▸ **RECORDED DATA**:
+ + + +

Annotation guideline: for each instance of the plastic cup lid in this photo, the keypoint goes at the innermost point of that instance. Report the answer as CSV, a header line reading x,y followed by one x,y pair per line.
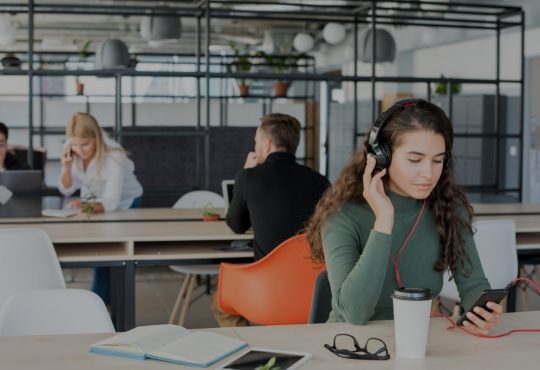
x,y
412,294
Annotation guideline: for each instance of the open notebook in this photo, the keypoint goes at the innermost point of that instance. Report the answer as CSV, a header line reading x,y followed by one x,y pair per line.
x,y
170,343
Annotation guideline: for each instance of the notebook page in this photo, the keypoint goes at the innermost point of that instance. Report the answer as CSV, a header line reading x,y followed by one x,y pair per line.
x,y
144,338
199,348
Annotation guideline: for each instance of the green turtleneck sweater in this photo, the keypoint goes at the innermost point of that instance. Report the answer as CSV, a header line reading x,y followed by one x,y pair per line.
x,y
361,274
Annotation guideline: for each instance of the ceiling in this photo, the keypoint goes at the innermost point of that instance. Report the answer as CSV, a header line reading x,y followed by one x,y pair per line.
x,y
69,32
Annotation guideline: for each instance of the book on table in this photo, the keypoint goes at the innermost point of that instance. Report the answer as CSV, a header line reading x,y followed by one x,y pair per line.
x,y
171,343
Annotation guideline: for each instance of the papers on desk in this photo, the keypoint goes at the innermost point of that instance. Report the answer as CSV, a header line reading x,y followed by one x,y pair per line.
x,y
59,212
170,343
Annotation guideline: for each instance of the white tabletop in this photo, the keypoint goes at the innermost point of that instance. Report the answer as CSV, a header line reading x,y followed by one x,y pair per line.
x,y
446,349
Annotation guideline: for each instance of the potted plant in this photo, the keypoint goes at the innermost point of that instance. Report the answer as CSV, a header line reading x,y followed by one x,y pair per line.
x,y
242,63
441,88
83,54
279,64
210,213
269,365
88,205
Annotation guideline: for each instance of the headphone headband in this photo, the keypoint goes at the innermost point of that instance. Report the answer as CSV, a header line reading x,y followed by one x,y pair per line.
x,y
382,151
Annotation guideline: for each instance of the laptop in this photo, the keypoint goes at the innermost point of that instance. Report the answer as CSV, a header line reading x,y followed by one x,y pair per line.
x,y
227,187
20,193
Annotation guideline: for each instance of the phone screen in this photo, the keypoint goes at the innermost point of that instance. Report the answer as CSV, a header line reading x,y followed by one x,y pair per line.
x,y
490,295
253,359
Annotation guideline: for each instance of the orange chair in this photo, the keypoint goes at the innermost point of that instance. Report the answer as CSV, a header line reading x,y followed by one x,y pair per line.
x,y
275,290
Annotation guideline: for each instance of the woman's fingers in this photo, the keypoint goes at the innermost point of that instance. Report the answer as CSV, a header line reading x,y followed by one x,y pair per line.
x,y
377,179
367,178
482,321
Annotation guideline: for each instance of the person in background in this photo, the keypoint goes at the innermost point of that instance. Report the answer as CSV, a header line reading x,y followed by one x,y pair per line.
x,y
396,218
273,194
8,161
98,167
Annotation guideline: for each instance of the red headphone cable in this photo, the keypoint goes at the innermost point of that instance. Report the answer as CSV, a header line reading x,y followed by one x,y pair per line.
x,y
453,324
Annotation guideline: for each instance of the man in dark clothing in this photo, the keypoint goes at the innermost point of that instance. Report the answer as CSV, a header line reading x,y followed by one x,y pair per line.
x,y
273,193
8,161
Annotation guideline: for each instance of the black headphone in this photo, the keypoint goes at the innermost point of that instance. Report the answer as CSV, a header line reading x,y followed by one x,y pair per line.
x,y
380,149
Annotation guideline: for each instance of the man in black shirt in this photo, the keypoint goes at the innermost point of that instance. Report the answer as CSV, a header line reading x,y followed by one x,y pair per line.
x,y
8,161
273,194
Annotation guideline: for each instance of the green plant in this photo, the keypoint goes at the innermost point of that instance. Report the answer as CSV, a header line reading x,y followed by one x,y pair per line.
x,y
441,88
83,54
88,204
242,61
281,63
269,365
209,210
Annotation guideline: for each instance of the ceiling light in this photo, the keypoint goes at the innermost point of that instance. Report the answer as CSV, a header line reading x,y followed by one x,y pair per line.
x,y
385,48
303,42
333,33
158,30
112,54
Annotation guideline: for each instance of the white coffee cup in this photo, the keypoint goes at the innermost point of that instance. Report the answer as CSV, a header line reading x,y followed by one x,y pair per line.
x,y
411,321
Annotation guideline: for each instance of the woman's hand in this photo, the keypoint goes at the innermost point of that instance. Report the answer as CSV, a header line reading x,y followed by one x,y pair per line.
x,y
67,158
77,203
482,321
377,199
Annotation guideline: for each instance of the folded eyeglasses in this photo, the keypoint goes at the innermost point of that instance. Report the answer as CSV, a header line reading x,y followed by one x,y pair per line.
x,y
346,346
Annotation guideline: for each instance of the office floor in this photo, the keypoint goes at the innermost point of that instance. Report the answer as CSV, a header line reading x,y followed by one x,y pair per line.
x,y
157,288
156,291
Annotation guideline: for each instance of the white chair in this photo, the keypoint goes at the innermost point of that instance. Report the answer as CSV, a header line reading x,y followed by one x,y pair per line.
x,y
496,244
193,199
27,262
54,311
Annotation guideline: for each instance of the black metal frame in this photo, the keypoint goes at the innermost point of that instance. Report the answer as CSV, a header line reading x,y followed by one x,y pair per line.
x,y
372,12
474,16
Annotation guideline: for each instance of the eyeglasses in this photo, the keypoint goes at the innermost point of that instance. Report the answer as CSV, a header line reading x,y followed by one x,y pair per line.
x,y
346,346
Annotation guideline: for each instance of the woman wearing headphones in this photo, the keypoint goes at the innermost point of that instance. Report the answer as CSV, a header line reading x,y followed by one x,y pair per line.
x,y
100,168
395,218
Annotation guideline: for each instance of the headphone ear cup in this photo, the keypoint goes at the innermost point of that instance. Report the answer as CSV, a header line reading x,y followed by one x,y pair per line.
x,y
447,161
383,160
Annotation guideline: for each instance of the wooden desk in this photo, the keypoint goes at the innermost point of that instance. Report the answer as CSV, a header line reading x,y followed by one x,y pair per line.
x,y
499,209
127,215
446,350
126,245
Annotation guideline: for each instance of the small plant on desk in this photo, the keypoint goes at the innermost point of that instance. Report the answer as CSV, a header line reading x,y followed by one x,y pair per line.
x,y
269,365
88,205
210,213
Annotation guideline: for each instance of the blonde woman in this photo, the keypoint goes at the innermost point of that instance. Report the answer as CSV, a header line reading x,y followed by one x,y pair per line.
x,y
98,167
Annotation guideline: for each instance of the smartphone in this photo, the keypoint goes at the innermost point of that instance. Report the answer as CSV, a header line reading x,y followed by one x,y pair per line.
x,y
490,295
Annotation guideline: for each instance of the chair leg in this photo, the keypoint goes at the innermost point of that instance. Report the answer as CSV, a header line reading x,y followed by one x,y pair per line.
x,y
179,299
187,300
523,290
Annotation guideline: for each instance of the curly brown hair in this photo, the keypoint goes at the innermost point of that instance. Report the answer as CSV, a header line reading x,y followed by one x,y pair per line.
x,y
446,200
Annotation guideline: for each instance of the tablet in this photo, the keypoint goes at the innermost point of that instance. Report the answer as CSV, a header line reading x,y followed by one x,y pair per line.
x,y
67,212
255,357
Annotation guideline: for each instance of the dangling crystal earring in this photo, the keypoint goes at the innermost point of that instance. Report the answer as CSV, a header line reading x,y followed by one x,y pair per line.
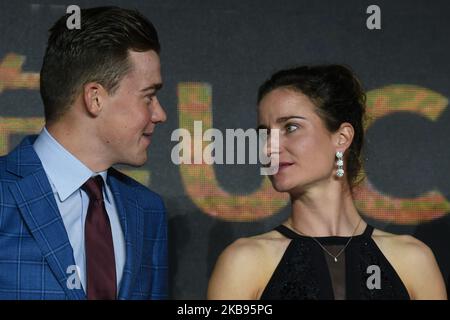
x,y
340,164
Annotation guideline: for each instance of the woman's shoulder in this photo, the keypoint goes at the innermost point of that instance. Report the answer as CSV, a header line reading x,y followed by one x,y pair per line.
x,y
261,247
409,246
248,260
414,262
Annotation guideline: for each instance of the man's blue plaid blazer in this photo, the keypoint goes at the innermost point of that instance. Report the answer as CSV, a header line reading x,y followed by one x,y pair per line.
x,y
35,252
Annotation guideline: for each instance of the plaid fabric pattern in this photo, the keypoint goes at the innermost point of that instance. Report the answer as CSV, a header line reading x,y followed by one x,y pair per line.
x,y
35,252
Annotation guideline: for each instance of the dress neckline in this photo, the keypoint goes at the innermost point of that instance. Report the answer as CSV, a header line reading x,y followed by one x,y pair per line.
x,y
333,240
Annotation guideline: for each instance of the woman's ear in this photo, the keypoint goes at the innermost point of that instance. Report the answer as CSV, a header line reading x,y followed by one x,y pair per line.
x,y
343,137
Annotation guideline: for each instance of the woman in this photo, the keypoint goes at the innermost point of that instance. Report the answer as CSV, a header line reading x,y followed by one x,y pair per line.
x,y
324,250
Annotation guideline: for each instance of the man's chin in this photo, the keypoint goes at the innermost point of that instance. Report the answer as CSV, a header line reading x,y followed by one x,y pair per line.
x,y
137,162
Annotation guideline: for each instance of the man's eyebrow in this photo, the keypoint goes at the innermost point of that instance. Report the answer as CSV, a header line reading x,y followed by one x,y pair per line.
x,y
284,119
261,126
155,87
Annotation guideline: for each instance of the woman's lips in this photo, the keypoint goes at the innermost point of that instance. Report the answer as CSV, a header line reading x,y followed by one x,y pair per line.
x,y
284,165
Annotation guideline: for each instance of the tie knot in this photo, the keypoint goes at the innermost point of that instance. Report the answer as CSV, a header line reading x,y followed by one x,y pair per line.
x,y
93,187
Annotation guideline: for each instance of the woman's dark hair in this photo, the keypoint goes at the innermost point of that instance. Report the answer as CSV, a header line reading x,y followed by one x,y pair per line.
x,y
97,52
339,98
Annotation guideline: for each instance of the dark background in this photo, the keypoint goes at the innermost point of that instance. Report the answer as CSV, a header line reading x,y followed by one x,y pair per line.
x,y
234,46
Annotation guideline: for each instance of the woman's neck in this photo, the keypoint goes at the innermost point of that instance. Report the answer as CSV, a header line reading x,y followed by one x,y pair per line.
x,y
326,211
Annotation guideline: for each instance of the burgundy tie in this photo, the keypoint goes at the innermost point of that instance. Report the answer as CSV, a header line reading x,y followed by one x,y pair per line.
x,y
100,262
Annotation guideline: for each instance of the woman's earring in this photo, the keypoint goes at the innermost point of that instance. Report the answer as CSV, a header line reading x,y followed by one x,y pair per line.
x,y
340,164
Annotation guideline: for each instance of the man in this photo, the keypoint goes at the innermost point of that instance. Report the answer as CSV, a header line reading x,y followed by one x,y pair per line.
x,y
71,226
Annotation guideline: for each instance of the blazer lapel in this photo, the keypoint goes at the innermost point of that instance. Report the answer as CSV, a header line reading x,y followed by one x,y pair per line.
x,y
37,205
131,222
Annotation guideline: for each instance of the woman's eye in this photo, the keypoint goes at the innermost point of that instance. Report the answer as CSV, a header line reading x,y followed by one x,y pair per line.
x,y
149,98
291,128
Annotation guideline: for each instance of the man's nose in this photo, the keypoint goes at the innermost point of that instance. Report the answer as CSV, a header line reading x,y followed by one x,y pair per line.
x,y
158,115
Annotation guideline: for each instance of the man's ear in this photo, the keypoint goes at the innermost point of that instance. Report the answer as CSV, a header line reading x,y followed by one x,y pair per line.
x,y
94,97
343,137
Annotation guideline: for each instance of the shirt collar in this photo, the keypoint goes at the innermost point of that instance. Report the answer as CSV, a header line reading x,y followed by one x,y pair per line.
x,y
65,171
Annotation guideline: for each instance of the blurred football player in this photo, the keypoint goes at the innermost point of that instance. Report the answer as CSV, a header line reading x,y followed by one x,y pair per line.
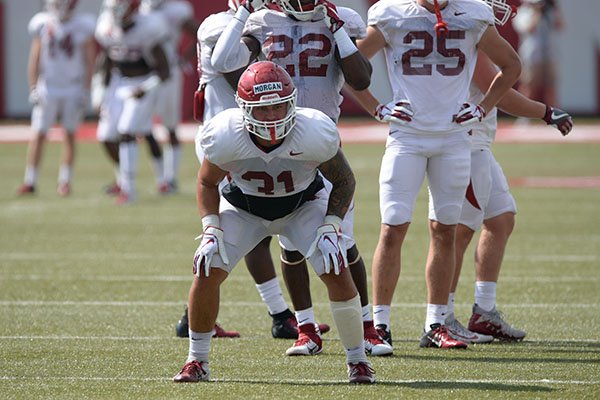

+ + + +

Starting at the line that contains "Annotation guideline: for each instance of the man in this", write out each line again through the end of the records, unchanged. Omit the pictures.

▸ **FULL OUTPUT**:
Annotation guideline: for each instance of the man in this photo, the keypoint goes at the innermost point of that instance. Report the answer as CSV, a header line reading x,y followed by one x,y pair per line.
x,y
71,226
Annotation guideline: for each instance of the blazer lapel in this photo, the keypoint goes at the innermost point of that instance. Report the answer as CSV, a header line reading x,y followed by one x,y pair per line.
x,y
37,205
131,222
Annotation guideline: for each instance of the woman's eye in this photo, the keypoint goes at the innermost point of that instance. Report the answer as CSV, a header line reading x,y followed by one x,y pair per line.
x,y
149,98
291,128
Annotation guideline: for each instance of the man's nose in this photo, the keypoint goes at the innermost point of that instance. Report the answer as CSV, a header line reading x,y followed by one x,y pair per line.
x,y
158,115
Annotation guideline: for each instance of the man's ear in this photo, the keypoint goes at the innermost point of that instance. Report the answer as CSV, a header line reading x,y followed by one x,y pair per line.
x,y
94,97
343,137
Annotation guideline: for each instance of the shirt collar in this photo, the keypoint goes at the innermost point of that instance. Report the answer as CSV, a header line reading x,y followed by one x,y pair per line.
x,y
65,171
Annotation guideline: for each instance of the blurred football player in this photo, the keypoint goes at the innermost point of that instance. Report the answer as CSV, a header line reading x,y followed by one x,y pair per line.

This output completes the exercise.